RAW DATA:
- - -

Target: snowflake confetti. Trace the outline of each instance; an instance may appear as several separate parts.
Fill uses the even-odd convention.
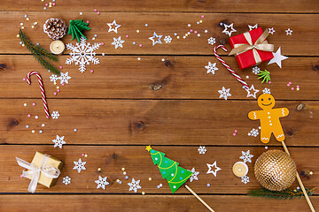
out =
[[[58,147],[59,148],[62,148],[62,145],[66,143],[64,141],[64,136],[59,137],[58,135],[57,135],[57,138],[52,140],[52,141],[54,142],[54,148]]]
[[[213,73],[214,74],[214,72],[218,70],[216,67],[216,63],[212,64],[211,62],[208,62],[208,65],[205,66],[206,69],[207,69],[207,73]]]
[[[96,184],[97,184],[97,189],[103,188],[103,190],[105,190],[105,186],[110,184],[106,179],[107,177],[102,178],[101,176],[98,176],[98,179],[95,181]]]
[[[248,176],[242,177],[242,182],[245,184],[249,183],[249,177]]]
[[[111,44],[114,45],[115,49],[118,49],[119,47],[123,48],[123,42],[125,42],[125,41],[121,40],[120,36],[119,38],[113,37],[113,42]]]
[[[239,159],[242,159],[244,163],[246,162],[252,163],[253,157],[253,155],[250,154],[250,150],[247,150],[247,152],[242,151],[242,155],[239,157]]]
[[[109,26],[108,33],[113,31],[116,34],[117,34],[117,29],[121,26],[121,25],[116,24],[115,19],[112,23],[107,23],[107,26]],[[115,27],[113,27],[113,26],[115,26]]]
[[[85,65],[89,65],[90,63],[94,64],[99,64],[99,59],[95,57],[95,50],[98,49],[100,43],[94,43],[92,46],[89,42],[86,43],[86,40],[81,37],[80,43],[75,43],[75,46],[72,43],[66,44],[66,49],[71,50],[71,57],[66,58],[66,64],[71,64],[74,62],[75,65],[80,65],[80,72],[84,72],[86,70]]]
[[[51,114],[52,119],[58,119],[58,117],[59,117],[58,111],[53,111],[52,112],[52,114]]]
[[[198,152],[199,152],[199,155],[205,155],[205,153],[207,151],[207,149],[206,149],[205,146],[199,146],[198,148]]]
[[[262,93],[264,93],[264,94],[268,94],[268,95],[271,94],[270,89],[269,89],[269,88],[267,88],[267,87],[265,87],[265,88],[262,90]]]
[[[248,132],[248,136],[257,137],[257,135],[259,135],[258,130],[254,128],[253,128],[250,132]]]
[[[78,162],[74,162],[74,170],[77,170],[79,173],[81,172],[81,170],[86,170],[84,166],[86,162],[82,162],[81,158],[79,158]]]
[[[253,72],[257,75],[261,72],[261,69],[258,66],[254,66],[253,68]]]
[[[132,178],[132,182],[131,183],[128,183],[129,189],[128,191],[134,191],[135,193],[137,192],[137,189],[141,189],[141,186],[139,185],[141,180],[137,180],[136,181],[134,178]]]
[[[214,37],[208,38],[208,44],[214,45],[214,43],[216,43],[215,38],[214,38]]]
[[[234,29],[234,23],[231,23],[230,25],[224,24],[223,26],[225,28],[222,30],[222,33],[230,35],[230,37],[231,36],[232,33],[237,32],[237,30]],[[229,31],[229,28],[230,28],[230,31]]]
[[[68,176],[66,176],[65,178],[63,178],[63,182],[66,186],[71,183],[71,178]]]
[[[192,182],[193,180],[198,180],[198,176],[199,174],[199,171],[196,171],[195,168],[192,168],[191,171],[193,172],[193,174],[191,176],[190,181]]]
[[[165,42],[166,43],[171,42],[172,42],[171,36],[169,36],[169,35],[168,35],[168,36],[165,36],[164,42]]]
[[[213,174],[214,177],[217,177],[217,171],[222,170],[221,168],[217,167],[216,162],[214,162],[213,164],[206,163],[208,167],[208,170],[206,174]],[[214,170],[213,170],[212,168],[214,167]]]
[[[224,98],[225,100],[227,100],[229,96],[231,96],[230,91],[230,88],[226,89],[224,87],[222,87],[222,90],[218,91],[218,93],[220,93],[220,99]]]

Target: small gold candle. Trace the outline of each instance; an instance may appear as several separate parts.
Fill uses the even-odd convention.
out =
[[[61,42],[61,41],[53,41],[50,44],[50,50],[55,55],[61,54],[65,49],[66,49],[66,46],[63,43],[63,42]]]
[[[238,178],[242,178],[248,173],[248,166],[243,162],[237,162],[233,165],[233,173]]]

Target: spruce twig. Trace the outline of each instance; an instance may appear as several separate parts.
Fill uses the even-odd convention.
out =
[[[311,196],[314,193],[315,188],[305,188],[308,196]],[[274,199],[284,199],[284,200],[292,200],[294,198],[300,198],[304,196],[301,189],[292,189],[288,188],[281,192],[269,191],[266,188],[261,188],[258,190],[248,191],[248,196],[255,197],[264,197],[264,198],[274,198]]]
[[[27,47],[27,49],[31,52],[31,55],[35,57],[35,60],[41,64],[45,69],[53,72],[54,74],[59,75],[60,71],[50,64],[45,57],[56,62],[58,61],[58,57],[56,55],[51,53],[50,51],[44,49],[40,45],[34,44],[30,39],[22,32],[20,29],[19,32],[19,36],[23,44]]]

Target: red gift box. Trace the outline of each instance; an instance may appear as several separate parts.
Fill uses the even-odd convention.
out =
[[[264,33],[261,27],[258,27],[245,34],[230,38],[230,43],[233,49],[232,51],[234,51],[237,48],[245,49],[249,47],[248,50],[239,50],[239,53],[236,54],[236,60],[237,61],[240,69],[245,69],[257,65],[274,57],[272,54],[274,46],[272,44],[268,44],[266,40],[268,34],[268,31]],[[265,39],[259,39],[261,35],[262,38],[265,37]],[[255,45],[258,44],[256,43],[257,40],[259,40],[257,42],[260,44],[259,47],[258,45]],[[258,49],[262,48],[266,48],[266,50]],[[230,55],[231,55],[231,52]]]

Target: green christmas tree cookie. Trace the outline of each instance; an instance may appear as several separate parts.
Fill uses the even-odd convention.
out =
[[[69,31],[67,34],[72,34],[72,40],[73,41],[75,37],[77,38],[78,42],[80,42],[80,38],[83,37],[88,40],[81,31],[83,30],[89,30],[90,28],[88,26],[89,23],[83,22],[82,19],[77,20],[70,20],[69,23]]]
[[[152,159],[155,165],[158,165],[163,178],[168,182],[169,187],[174,193],[184,184],[192,172],[178,166],[178,163],[165,156],[165,154],[152,149],[150,146],[146,150],[151,153]]]

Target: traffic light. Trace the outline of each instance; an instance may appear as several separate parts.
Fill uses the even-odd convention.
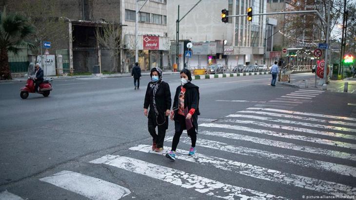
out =
[[[226,16],[229,16],[229,11],[226,9],[221,10],[221,21],[224,23],[228,23],[229,22],[229,18]]]
[[[349,64],[354,62],[354,56],[352,55],[345,55],[344,56],[344,63]]]
[[[247,8],[247,20],[249,21],[252,21],[252,7],[250,7]]]

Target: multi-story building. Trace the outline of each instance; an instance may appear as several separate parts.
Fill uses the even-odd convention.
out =
[[[194,5],[189,0],[168,1],[168,13],[171,14],[167,18],[168,33],[173,40],[176,39],[178,4],[180,18]],[[249,22],[246,17],[229,18],[227,23],[221,20],[222,9],[228,10],[229,15],[242,15],[246,14],[250,7],[254,13],[265,12],[266,1],[206,0],[180,21],[179,40],[189,40],[193,44],[189,65],[262,64],[266,17],[254,16],[252,22]],[[174,55],[173,57],[172,62],[175,62]],[[179,57],[179,67],[181,69],[183,58]]]

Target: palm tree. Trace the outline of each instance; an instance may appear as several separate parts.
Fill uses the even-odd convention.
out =
[[[24,39],[34,32],[27,19],[17,13],[0,11],[0,79],[11,79],[8,51],[16,54],[21,47],[34,45]]]

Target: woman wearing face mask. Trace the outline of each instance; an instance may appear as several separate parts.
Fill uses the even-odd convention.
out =
[[[168,84],[163,80],[160,69],[152,68],[150,75],[151,81],[146,91],[143,112],[148,117],[148,132],[153,141],[152,150],[160,152],[163,150],[164,136],[168,128],[168,115],[172,104],[171,91]],[[149,112],[147,110],[149,106]],[[158,127],[158,134],[156,127]]]
[[[199,87],[191,82],[192,74],[186,69],[180,71],[181,85],[176,91],[173,111],[171,112],[171,120],[174,120],[174,137],[171,151],[166,157],[173,161],[176,160],[176,149],[179,142],[183,130],[186,129],[188,135],[192,140],[192,147],[189,155],[195,154],[195,145],[198,129],[198,115],[199,112]]]

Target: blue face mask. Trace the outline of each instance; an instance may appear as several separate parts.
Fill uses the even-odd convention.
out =
[[[151,79],[153,82],[158,81],[158,79],[159,78],[158,76],[152,76],[152,77],[151,78]]]

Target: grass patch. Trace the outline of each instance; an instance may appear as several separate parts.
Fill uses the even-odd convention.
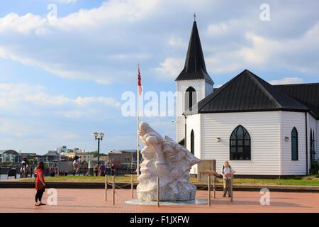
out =
[[[86,176],[69,176],[69,177],[47,177],[47,182],[103,182],[105,177],[86,177]],[[20,181],[34,181],[34,178],[21,179]],[[108,177],[108,181],[112,181],[112,177]],[[196,183],[196,178],[191,178],[191,183]],[[130,182],[130,176],[121,176],[116,177],[116,182]],[[138,182],[136,176],[134,176],[134,182]],[[223,183],[223,179],[217,178],[217,183]],[[235,178],[234,184],[269,184],[269,185],[309,185],[319,186],[319,180],[314,179],[249,179]]]

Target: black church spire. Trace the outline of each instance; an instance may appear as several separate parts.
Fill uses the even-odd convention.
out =
[[[196,21],[193,23],[189,48],[187,50],[185,65],[183,70],[175,79],[189,80],[205,79],[208,82],[213,83],[213,80],[208,75],[205,65],[205,60],[201,49],[201,40],[197,30]]]

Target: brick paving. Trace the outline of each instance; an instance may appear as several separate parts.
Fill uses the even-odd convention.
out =
[[[34,206],[33,189],[0,189],[0,213],[77,213],[77,212],[319,212],[319,193],[270,192],[270,205],[259,204],[259,192],[234,192],[233,201],[229,198],[213,199],[207,205],[162,206],[132,205],[124,203],[130,199],[130,189],[116,189],[116,205],[112,204],[111,190],[108,190],[108,201],[104,201],[103,189],[58,189],[57,205]],[[43,201],[46,202],[48,189]],[[207,191],[197,191],[196,198],[207,199]],[[216,192],[216,197],[222,192]],[[134,194],[136,198],[136,191]]]

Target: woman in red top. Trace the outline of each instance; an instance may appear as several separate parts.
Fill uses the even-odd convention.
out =
[[[37,191],[37,194],[35,194],[35,206],[45,205],[45,204],[41,202],[42,196],[43,195],[45,187],[43,170],[43,162],[39,162],[39,164],[38,164],[37,166],[37,179],[35,181],[35,190]],[[39,200],[39,202],[38,202],[38,199]]]

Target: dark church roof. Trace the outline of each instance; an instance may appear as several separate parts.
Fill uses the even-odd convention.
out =
[[[245,70],[200,101],[196,113],[271,110],[306,111],[309,107]]]
[[[307,106],[317,118],[319,118],[319,83],[274,87]]]
[[[208,82],[213,84],[213,80],[206,71],[196,22],[194,21],[191,38],[189,43],[189,49],[187,50],[187,55],[185,60],[185,65],[181,72],[175,80],[180,81],[201,79],[205,79]]]

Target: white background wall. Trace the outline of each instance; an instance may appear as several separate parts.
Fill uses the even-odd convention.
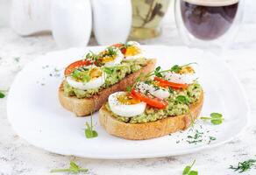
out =
[[[44,0],[38,0],[44,1]],[[140,0],[139,0],[140,1]],[[174,1],[171,3],[171,7],[167,14],[164,22],[174,22]],[[245,0],[245,23],[256,23],[256,0]],[[11,0],[0,0],[0,27],[9,25],[9,17],[11,11]]]

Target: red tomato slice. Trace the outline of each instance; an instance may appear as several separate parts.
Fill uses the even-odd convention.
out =
[[[65,69],[65,75],[68,76],[69,74],[71,74],[73,73],[73,71],[75,68],[79,68],[80,66],[89,66],[91,65],[92,62],[89,60],[81,60],[78,61],[75,61],[74,63],[71,63],[68,66],[67,66],[67,68]]]
[[[161,99],[159,98],[150,98],[146,96],[146,94],[139,93],[139,91],[132,89],[131,92],[131,94],[133,98],[139,99],[149,106],[152,106],[153,108],[165,108],[168,105],[168,103]]]
[[[124,54],[124,53],[126,52],[126,48],[124,47],[124,44],[121,44],[121,43],[112,45],[112,46],[115,46],[115,47],[120,48],[121,52],[122,52],[123,54]]]
[[[166,85],[166,86],[172,87],[174,88],[187,88],[188,87],[188,85],[187,85],[187,84],[180,84],[180,83],[171,82],[171,81],[166,80],[164,79],[161,79],[160,77],[154,77],[154,80],[157,81],[160,81],[162,86]]]

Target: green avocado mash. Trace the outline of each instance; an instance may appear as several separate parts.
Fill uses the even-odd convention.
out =
[[[115,115],[111,112],[110,106],[106,103],[105,108],[111,112],[112,116],[124,122],[130,123],[143,123],[154,122],[159,119],[166,118],[167,116],[174,116],[179,115],[184,115],[189,112],[189,104],[196,102],[201,95],[203,89],[201,86],[195,82],[190,85],[184,91],[174,91],[172,95],[167,100],[168,106],[165,109],[156,109],[146,106],[145,112],[142,115],[127,118]],[[179,101],[177,97],[186,97],[188,100],[188,103]]]
[[[139,71],[146,64],[146,59],[136,59],[133,60],[123,60],[120,65],[113,67],[103,67],[104,72],[107,74],[105,83],[99,88],[89,90],[80,90],[71,87],[66,80],[63,82],[64,94],[67,96],[76,96],[77,98],[89,98],[96,94],[101,89],[109,88],[128,74]]]

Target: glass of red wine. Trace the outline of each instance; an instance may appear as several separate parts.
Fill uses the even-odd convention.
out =
[[[175,0],[175,19],[190,47],[220,52],[233,41],[245,0]],[[220,49],[220,50],[219,50]]]

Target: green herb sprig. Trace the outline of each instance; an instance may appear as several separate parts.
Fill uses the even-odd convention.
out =
[[[70,161],[69,163],[70,166],[69,168],[67,169],[53,169],[51,170],[51,173],[54,173],[54,172],[71,172],[71,173],[85,173],[88,172],[88,169],[87,168],[81,168],[79,167],[75,162]]]
[[[191,165],[186,166],[183,170],[182,175],[197,175],[198,174],[197,171],[191,170],[195,164],[196,160],[193,161]]]
[[[213,125],[219,125],[224,122],[223,115],[219,113],[211,113],[210,117],[200,117],[202,120],[210,120]]]
[[[242,173],[251,170],[252,167],[256,168],[256,159],[249,159],[244,162],[239,162],[238,166],[231,165],[230,169],[233,170],[234,172],[238,171],[239,173]]]
[[[187,136],[187,143],[188,143],[189,144],[196,144],[197,143],[202,143],[203,142],[203,132],[200,132],[199,130],[196,130],[196,133],[194,136],[190,136],[188,135]]]
[[[98,136],[98,133],[93,130],[93,124],[92,124],[92,115],[90,116],[90,124],[89,124],[88,122],[86,122],[86,129],[84,130],[84,135],[86,138],[94,138]]]
[[[181,103],[181,104],[189,104],[190,102],[190,99],[188,96],[187,95],[178,95],[176,98],[175,98],[175,102],[177,103]]]

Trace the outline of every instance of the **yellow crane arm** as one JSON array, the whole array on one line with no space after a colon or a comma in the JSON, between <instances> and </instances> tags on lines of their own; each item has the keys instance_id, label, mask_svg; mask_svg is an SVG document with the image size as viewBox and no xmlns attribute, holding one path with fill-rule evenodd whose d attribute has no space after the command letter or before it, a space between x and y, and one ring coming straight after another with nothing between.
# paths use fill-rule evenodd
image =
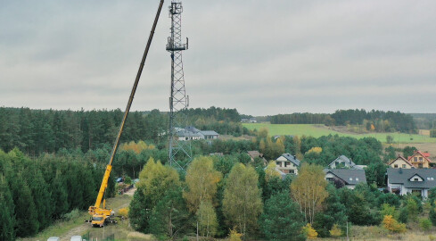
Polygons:
<instances>
[{"instance_id":1,"label":"yellow crane arm","mask_svg":"<svg viewBox=\"0 0 436 241\"><path fill-rule=\"evenodd\" d=\"M141 63L139 64L139 70L136 74L136 79L135 79L135 83L133 84L132 92L130 93L130 97L128 98L128 106L126 106L126 111L124 112L123 120L121 120L121 124L119 125L119 130L117 135L117 138L115 139L115 143L113 144L112 153L111 154L111 159L109 160L109 163L106 166L106 171L104 171L104 176L103 178L102 185L100 186L100 191L98 192L97 200L95 201L95 204L94 206L89 207L89 214L94 215L97 209L100 209L100 204L102 204L103 197L104 195L104 192L106 191L106 187L108 187L108 179L111 175L111 170L112 170L112 161L115 154L117 153L118 145L119 144L119 137L124 129L124 123L128 119L128 112L130 111L130 106L132 105L133 98L135 96L135 93L136 92L136 87L139 83L139 79L141 78L141 74L143 72L144 65L145 63L145 59L147 58L148 51L150 49L150 46L152 45L152 37L154 35L154 30L156 29L156 25L158 23L159 16L160 15L160 10L162 9L163 1L160 0L159 4L158 12L156 13L156 17L154 18L154 22L152 28L152 31L150 32L150 37L148 37L147 46L145 46L145 51L144 52L143 59L141 60ZM104 207L103 207L104 209Z\"/></svg>"}]
</instances>

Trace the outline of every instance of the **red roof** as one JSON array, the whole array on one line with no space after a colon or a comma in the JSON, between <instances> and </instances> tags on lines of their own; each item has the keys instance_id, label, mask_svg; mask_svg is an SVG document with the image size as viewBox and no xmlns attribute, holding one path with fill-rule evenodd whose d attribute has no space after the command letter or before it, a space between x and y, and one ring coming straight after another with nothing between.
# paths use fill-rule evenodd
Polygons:
<instances>
[{"instance_id":1,"label":"red roof","mask_svg":"<svg viewBox=\"0 0 436 241\"><path fill-rule=\"evenodd\" d=\"M397 157L395 160L393 160L392 162L391 162L391 163L389 163L389 165L391 166L391 164L392 164L393 162L399 160L399 159L402 159L404 162L407 162L411 167L415 168L415 166L410 163L410 162L408 162L406 158L404 158L402 155L399 154L399 157Z\"/></svg>"},{"instance_id":2,"label":"red roof","mask_svg":"<svg viewBox=\"0 0 436 241\"><path fill-rule=\"evenodd\" d=\"M410 159L412 159L412 157L415 156L417 154L424 156L424 158L425 158L425 160L427 160L429 162L432 162L432 160L429 159L430 154L429 153L422 153L421 151L415 151L414 155L407 157L407 160L410 161Z\"/></svg>"}]
</instances>

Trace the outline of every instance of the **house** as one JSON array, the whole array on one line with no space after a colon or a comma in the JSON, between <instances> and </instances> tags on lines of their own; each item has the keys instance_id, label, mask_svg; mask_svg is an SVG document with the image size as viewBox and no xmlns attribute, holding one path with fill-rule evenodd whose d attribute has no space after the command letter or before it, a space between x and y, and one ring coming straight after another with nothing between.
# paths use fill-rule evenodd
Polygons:
<instances>
[{"instance_id":1,"label":"house","mask_svg":"<svg viewBox=\"0 0 436 241\"><path fill-rule=\"evenodd\" d=\"M388 168L387 179L391 193L400 195L413 193L426 198L429 190L436 187L436 170Z\"/></svg>"},{"instance_id":2,"label":"house","mask_svg":"<svg viewBox=\"0 0 436 241\"><path fill-rule=\"evenodd\" d=\"M345 155L341 155L336 158L333 162L328 164L328 169L356 169L363 170L366 165L356 165L350 158Z\"/></svg>"},{"instance_id":3,"label":"house","mask_svg":"<svg viewBox=\"0 0 436 241\"><path fill-rule=\"evenodd\" d=\"M336 187L346 187L354 189L358 183L366 183L365 170L325 169L325 179L333 182Z\"/></svg>"},{"instance_id":4,"label":"house","mask_svg":"<svg viewBox=\"0 0 436 241\"><path fill-rule=\"evenodd\" d=\"M402 168L402 169L411 169L415 168L415 166L410 163L407 159L404 158L401 155L399 155L397 159L393 160L389 163L389 166L391 168Z\"/></svg>"},{"instance_id":5,"label":"house","mask_svg":"<svg viewBox=\"0 0 436 241\"><path fill-rule=\"evenodd\" d=\"M251 159L251 162L254 162L254 159L256 158L261 158L263 162L267 165L267 159L265 159L263 157L263 154L259 153L259 151L248 151L247 152L248 155L250 156L250 158Z\"/></svg>"},{"instance_id":6,"label":"house","mask_svg":"<svg viewBox=\"0 0 436 241\"><path fill-rule=\"evenodd\" d=\"M430 154L415 151L412 156L407 158L407 161L415 168L430 168L433 162L430 160Z\"/></svg>"},{"instance_id":7,"label":"house","mask_svg":"<svg viewBox=\"0 0 436 241\"><path fill-rule=\"evenodd\" d=\"M185 129L177 131L177 135L178 140L199 140L202 138L202 136L200 134L187 131Z\"/></svg>"},{"instance_id":8,"label":"house","mask_svg":"<svg viewBox=\"0 0 436 241\"><path fill-rule=\"evenodd\" d=\"M277 169L286 174L298 175L298 167L300 166L300 160L295 155L290 154L284 154L277 159L276 159L276 165Z\"/></svg>"},{"instance_id":9,"label":"house","mask_svg":"<svg viewBox=\"0 0 436 241\"><path fill-rule=\"evenodd\" d=\"M218 139L219 134L213 130L200 130L193 126L175 128L178 140Z\"/></svg>"},{"instance_id":10,"label":"house","mask_svg":"<svg viewBox=\"0 0 436 241\"><path fill-rule=\"evenodd\" d=\"M202 136L202 139L210 140L210 139L218 139L218 134L213 130L200 130L197 132Z\"/></svg>"}]
</instances>

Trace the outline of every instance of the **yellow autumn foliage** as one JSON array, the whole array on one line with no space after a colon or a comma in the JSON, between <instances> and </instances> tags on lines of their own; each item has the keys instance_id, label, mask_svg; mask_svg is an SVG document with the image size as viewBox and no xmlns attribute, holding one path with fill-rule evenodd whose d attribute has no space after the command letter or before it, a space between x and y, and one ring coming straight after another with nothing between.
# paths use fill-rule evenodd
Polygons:
<instances>
[{"instance_id":1,"label":"yellow autumn foliage","mask_svg":"<svg viewBox=\"0 0 436 241\"><path fill-rule=\"evenodd\" d=\"M267 182L275 177L280 178L280 173L276 170L276 162L271 161L265 169L265 180Z\"/></svg>"},{"instance_id":2,"label":"yellow autumn foliage","mask_svg":"<svg viewBox=\"0 0 436 241\"><path fill-rule=\"evenodd\" d=\"M406 232L406 224L398 222L392 215L384 215L383 220L383 228L394 233Z\"/></svg>"},{"instance_id":3,"label":"yellow autumn foliage","mask_svg":"<svg viewBox=\"0 0 436 241\"><path fill-rule=\"evenodd\" d=\"M315 146L315 147L310 148L310 150L307 151L306 154L311 154L311 153L320 154L322 152L323 152L322 147Z\"/></svg>"},{"instance_id":4,"label":"yellow autumn foliage","mask_svg":"<svg viewBox=\"0 0 436 241\"><path fill-rule=\"evenodd\" d=\"M119 146L119 149L122 151L134 151L136 154L140 154L144 150L153 150L155 146L153 145L147 145L144 141L138 141L136 143L135 141L131 141L128 144L123 143Z\"/></svg>"},{"instance_id":5,"label":"yellow autumn foliage","mask_svg":"<svg viewBox=\"0 0 436 241\"><path fill-rule=\"evenodd\" d=\"M201 156L193 161L186 170L185 181L188 188L183 193L183 197L192 212L196 212L202 202L212 202L221 179L221 172L213 167L212 158Z\"/></svg>"},{"instance_id":6,"label":"yellow autumn foliage","mask_svg":"<svg viewBox=\"0 0 436 241\"><path fill-rule=\"evenodd\" d=\"M119 216L123 216L125 218L128 218L128 207L126 207L126 208L120 208L119 211L118 211L118 214Z\"/></svg>"},{"instance_id":7,"label":"yellow autumn foliage","mask_svg":"<svg viewBox=\"0 0 436 241\"><path fill-rule=\"evenodd\" d=\"M303 227L303 232L308 236L308 239L317 239L318 237L318 233L315 229L312 228L312 225L310 223L308 223L306 226Z\"/></svg>"},{"instance_id":8,"label":"yellow autumn foliage","mask_svg":"<svg viewBox=\"0 0 436 241\"><path fill-rule=\"evenodd\" d=\"M339 229L337 224L334 224L332 230L329 230L329 232L332 237L340 237L342 235L342 230Z\"/></svg>"}]
</instances>

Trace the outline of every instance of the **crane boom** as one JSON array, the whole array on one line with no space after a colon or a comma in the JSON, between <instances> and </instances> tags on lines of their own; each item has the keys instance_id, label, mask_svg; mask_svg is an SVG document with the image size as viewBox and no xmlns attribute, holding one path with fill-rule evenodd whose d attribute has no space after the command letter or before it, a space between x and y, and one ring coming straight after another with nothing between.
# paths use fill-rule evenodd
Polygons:
<instances>
[{"instance_id":1,"label":"crane boom","mask_svg":"<svg viewBox=\"0 0 436 241\"><path fill-rule=\"evenodd\" d=\"M98 192L97 199L95 200L95 204L94 206L90 206L88 212L91 215L103 215L105 216L108 213L111 212L111 210L106 210L104 207L103 209L100 208L100 205L102 204L103 197L104 195L104 192L106 191L106 188L108 187L108 179L109 176L111 175L111 170L112 170L112 161L115 156L115 154L117 153L118 145L119 144L119 138L121 137L121 134L124 130L124 124L126 123L126 120L128 119L128 112L130 111L130 106L132 105L133 98L135 96L135 93L136 92L136 87L139 83L139 79L141 78L141 74L143 72L144 65L145 63L145 59L147 58L148 51L150 49L150 46L152 45L152 40L154 36L154 31L156 29L156 25L158 23L159 16L160 15L160 10L162 9L164 0L160 0L160 3L159 4L158 12L156 12L156 17L154 18L154 22L152 28L152 31L150 32L150 36L148 37L148 42L147 46L145 46L145 50L144 52L143 59L141 60L141 63L139 64L139 70L136 74L136 79L135 79L135 83L132 87L132 91L130 93L130 97L128 98L128 105L126 106L126 111L124 111L124 116L121 120L121 124L119 125L119 129L118 131L117 138L115 139L115 143L113 144L112 147L112 152L111 154L111 158L109 160L109 163L106 166L106 170L104 171L104 176L102 180L102 185L100 186L100 190ZM105 217L103 217L104 220ZM93 219L94 220L94 219Z\"/></svg>"}]
</instances>

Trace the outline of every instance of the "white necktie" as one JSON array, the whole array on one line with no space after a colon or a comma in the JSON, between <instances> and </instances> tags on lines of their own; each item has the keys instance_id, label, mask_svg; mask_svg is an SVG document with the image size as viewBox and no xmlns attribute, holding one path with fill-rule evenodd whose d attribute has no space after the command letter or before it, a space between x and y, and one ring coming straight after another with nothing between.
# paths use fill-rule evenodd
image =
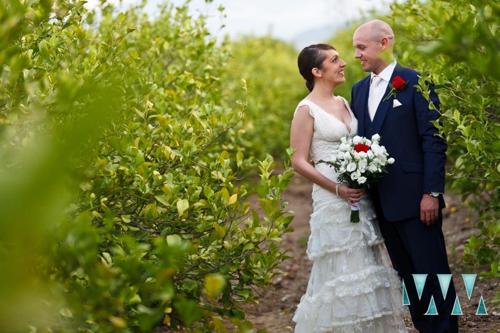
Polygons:
<instances>
[{"instance_id":1,"label":"white necktie","mask_svg":"<svg viewBox=\"0 0 500 333\"><path fill-rule=\"evenodd\" d=\"M378 85L382 80L382 78L376 75L372 78L372 83L370 84L370 96L368 99L368 114L370 114L370 119L372 121L375 116L375 112L380 102L380 100L378 98Z\"/></svg>"}]
</instances>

- - -

WRITTEN PROBLEM: Print the listing lines starting at the line containing "Target: green christmas" and ending at the line containing "[[[247,8],[247,20],[249,21],[252,21],[252,7],[250,7]]]", including both, with the pictures left out.

PROBLEM SOLUTION:
Target: green christmas tree cookie. Trace the outline of each instance; an instance may appear as several separate parts.
Fill uses the even-odd convention.
out =
[[[69,31],[67,34],[72,34],[72,40],[73,41],[75,37],[77,38],[78,42],[80,42],[80,38],[83,37],[88,40],[81,31],[83,30],[89,30],[90,28],[88,26],[89,23],[83,22],[82,19],[77,20],[70,20],[69,23]]]
[[[152,159],[155,165],[158,165],[163,178],[168,182],[169,187],[174,193],[184,184],[192,172],[178,166],[178,163],[165,156],[165,154],[152,149],[150,146],[146,150],[151,153]]]

Target: traffic light. Trace the outline of each instance; an instance may appear as several separate parts.
Fill uses the even-odd convention.
out =
[[[226,16],[229,16],[229,11],[226,9],[221,10],[221,21],[224,23],[228,23],[229,22],[229,18]]]
[[[349,64],[354,62],[354,56],[352,55],[345,55],[344,56],[344,63]]]
[[[247,8],[247,20],[249,21],[252,21],[252,7],[250,7]]]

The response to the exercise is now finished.